Kara Sachie Motonaga

Publication Details

  • The effects of ketamine on dexmedetomidine-induced electrophysiologic changes in children. Paediatric anaesthesia Char, D., Drover, D. R., Motonaga, K. S., Gupta, S., Miyake, C. Y., Dubin, A. M., Hammer, G. B. 2013; 23 (10): 898-905

    Abstract:

    BACKGROUND: Dexmedetomidine is an alpha2-adrenergic agonist used for sedation and analgesia in children. We previously showed that dexmedetomidine depresses sinus and AV nodal function resulting in adverse hemodynamic effects such as bradycardia and increased blood pressure. We hypothesized that these effects of dexmedetomidine might be antagonized by co-administration of ketamine, which has sympathomimetic properties. METHODS: Twenty-two children (ages 5-17 years) undergoing electrophysiologic (EP) study and ablation for supraventricular tachycardia were enrolled. Patients were kept sedated with continuous infusion of propofol at a fixed rate. Hemodynamic and EP parameters were measured before and after a loading dose of dexmedetomidine (1 μg·kg(-1) ). A continuous infusion of dexmedetomidine (0.7 μg·kg(-1) ·h(-1) ) was initiated and a ketamine loading dose (1 mg·kg(-1) ), followed by continuous infusion (1 mg·kg(-1) ·h(-1) ), was given. A repeat set of hemodynamic and EP parameters were then measured at the time of projected peak tissue concentration for both drugs. RESULTS: A significant increase in mean arterial pressure (MAP) was seen compared with baseline after loading of dexmedetomidine. This returned to baseline after co-administration of ketamine (mean difference between baseline and after ketamine 1.8 mmHg; 95%CI, -7.8 to 4.3; P = <0.001). A decrease in heart rate was seen after dexmedetomidine followed by a return to baseline after co-administration of ketamine (mean difference between baseline and after ketamine -6.5 bpm; 95%CI, -11.2 to -1.8; P = 0.005). Sinus node recovery time was lengthened after dexmedetomidine but returned to baseline after ketamine (mean difference between baseline and after ketamine -16.2 ms; 95%CI, -63 to 30; P = 0.014). QT was prolonged after dexmedetomidine and returned to baseline after ketamine (mean difference between baseline and after ketamine -34.2 ms; 95%CI, -48.4 to -20.2; P = 0.004). AV nodal effective refractory period was also impaired after dexmedetomidine and showed weak evidence for return to baseline function after ketamine (mean difference between baseline and after ketamine -22.8 ms; 95%CI, -40.2 to -5.2; P = 0.069). CONCLUSION: The concurrent use of ketamine may mitigate the negative chronotropic effects of dexmedetomidine.

▶ BRIEF 1:
Answer these from the publication entry:
(a) How many children took part in the study, and what were their ages?
(b) Which drug kept the patients sedated during the study?
(c) What was the ketamine loading dose?
▶ BRIEF 2: Name every author listed in the publication entry.
▶ BRIEF 3:
Does the publication entry support each statement? Answer yes or no and quote the words that decide it.
(a) Dexmedetomidine is an alpha2-adrenergic agonist.
(b) The study enrolled adults having ablation.
(c) Ketamine showed strong evidence of bringing the AV nodal effective refractory period back to baseline.
The dataset entries that come next have nothing to do with the publication entry.

(Dataset entries)
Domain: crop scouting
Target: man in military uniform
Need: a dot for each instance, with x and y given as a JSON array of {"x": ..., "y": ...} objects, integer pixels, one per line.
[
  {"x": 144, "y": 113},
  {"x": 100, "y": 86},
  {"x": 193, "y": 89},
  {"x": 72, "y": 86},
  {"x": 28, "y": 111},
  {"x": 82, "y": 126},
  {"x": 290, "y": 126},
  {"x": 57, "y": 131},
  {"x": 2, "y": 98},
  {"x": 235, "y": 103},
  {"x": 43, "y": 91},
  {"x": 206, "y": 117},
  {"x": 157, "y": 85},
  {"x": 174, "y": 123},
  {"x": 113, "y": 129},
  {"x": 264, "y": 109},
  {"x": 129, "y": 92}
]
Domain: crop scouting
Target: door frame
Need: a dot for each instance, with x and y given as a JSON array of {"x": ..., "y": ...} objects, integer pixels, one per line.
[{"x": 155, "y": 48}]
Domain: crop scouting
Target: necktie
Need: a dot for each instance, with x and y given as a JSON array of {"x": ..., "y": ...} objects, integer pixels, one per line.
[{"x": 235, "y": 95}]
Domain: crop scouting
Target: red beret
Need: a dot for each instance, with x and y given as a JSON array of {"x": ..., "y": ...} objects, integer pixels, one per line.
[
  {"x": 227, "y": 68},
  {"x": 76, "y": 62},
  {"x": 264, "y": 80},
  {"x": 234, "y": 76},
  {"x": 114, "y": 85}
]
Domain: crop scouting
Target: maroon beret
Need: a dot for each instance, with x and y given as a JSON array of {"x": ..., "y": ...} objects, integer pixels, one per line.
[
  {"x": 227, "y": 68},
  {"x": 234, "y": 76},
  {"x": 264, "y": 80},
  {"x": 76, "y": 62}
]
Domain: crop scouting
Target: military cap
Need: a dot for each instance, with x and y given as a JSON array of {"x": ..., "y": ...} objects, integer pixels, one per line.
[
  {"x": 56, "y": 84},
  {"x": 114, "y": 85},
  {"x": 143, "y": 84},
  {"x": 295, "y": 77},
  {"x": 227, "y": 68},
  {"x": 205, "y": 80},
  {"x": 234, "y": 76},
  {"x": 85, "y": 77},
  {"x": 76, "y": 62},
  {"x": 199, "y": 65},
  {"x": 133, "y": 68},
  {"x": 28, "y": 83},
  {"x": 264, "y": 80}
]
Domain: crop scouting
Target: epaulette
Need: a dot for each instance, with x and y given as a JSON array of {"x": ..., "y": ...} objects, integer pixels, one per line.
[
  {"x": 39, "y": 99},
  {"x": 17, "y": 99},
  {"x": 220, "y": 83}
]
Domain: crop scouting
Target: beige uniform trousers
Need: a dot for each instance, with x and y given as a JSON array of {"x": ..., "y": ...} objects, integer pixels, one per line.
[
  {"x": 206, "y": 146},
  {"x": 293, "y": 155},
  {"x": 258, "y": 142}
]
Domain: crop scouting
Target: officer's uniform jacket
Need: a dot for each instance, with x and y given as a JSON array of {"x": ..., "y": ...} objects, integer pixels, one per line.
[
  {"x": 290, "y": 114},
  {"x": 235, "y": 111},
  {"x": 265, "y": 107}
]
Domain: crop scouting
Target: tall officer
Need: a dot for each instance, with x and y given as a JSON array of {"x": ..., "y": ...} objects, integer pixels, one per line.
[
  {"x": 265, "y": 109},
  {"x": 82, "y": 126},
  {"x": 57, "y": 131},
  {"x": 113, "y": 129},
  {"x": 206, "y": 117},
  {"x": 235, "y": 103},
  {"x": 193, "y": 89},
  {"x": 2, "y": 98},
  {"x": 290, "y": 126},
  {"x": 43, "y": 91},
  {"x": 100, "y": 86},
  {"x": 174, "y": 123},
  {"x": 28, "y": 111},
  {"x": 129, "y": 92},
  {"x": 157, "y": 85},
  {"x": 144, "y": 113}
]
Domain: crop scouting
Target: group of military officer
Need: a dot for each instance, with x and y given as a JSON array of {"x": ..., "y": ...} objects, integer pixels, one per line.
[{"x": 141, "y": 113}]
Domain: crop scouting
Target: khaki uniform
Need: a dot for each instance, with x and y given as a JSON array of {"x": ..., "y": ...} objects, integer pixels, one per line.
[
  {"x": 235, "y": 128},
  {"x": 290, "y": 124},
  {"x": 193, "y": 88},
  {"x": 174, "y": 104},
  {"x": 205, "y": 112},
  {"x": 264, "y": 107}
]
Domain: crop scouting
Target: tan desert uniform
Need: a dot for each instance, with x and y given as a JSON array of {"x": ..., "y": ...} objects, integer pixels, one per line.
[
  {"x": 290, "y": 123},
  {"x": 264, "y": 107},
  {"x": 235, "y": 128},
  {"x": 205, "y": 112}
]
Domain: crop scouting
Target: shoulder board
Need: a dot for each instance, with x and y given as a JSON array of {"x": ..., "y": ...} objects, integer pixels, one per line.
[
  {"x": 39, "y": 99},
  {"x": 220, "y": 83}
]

▶ ANSWER SECTION 1:
(a) Twenty-two children, ages 5 to 17 years.
(b) Propofol, given as a continuous infusion at a fixed rate.
(c) 1 mg·kg(-1).

▶ ANSWER SECTION 2:
Char, D.
Drover, D. R.
Motonaga, K. S.
Gupta, S.
Miyake, C. Y.
Dubin, A. M.
Hammer, G. B.

▶ ANSWER SECTION 3:
(a) Yes: "Dexmedetomidine is an alpha2-adrenergic agonist used for sedation and analgesia in children."
(b) No: "Twenty-two children (ages 5-17 years) undergoing electrophysiologic (EP) study and ablation for supraventricular tachycardia were enrolled."
(c) No: "showed weak evidence for return to baseline function after ketamine"